Excerpts from a dataset:
----

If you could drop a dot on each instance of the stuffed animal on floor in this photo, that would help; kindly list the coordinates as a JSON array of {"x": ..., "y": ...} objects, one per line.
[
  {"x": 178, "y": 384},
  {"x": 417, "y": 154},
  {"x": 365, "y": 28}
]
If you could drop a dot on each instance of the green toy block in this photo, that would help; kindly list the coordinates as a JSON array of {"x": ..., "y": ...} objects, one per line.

----

- Work task:
The entries above should be set down again exactly as they appear.

- Output below:
If you could drop a dot on each instance of the stuffed animal on floor in this photo, that would help; kindly list the coordinates as a JSON array of {"x": ..., "y": ...} objects, one per line.
[
  {"x": 178, "y": 384},
  {"x": 417, "y": 154},
  {"x": 365, "y": 28}
]
If you could drop a dot on each instance of the green toy block in this photo, that would help; kindly list the coordinates as a JSON array of {"x": ..., "y": ...} objects, one per line.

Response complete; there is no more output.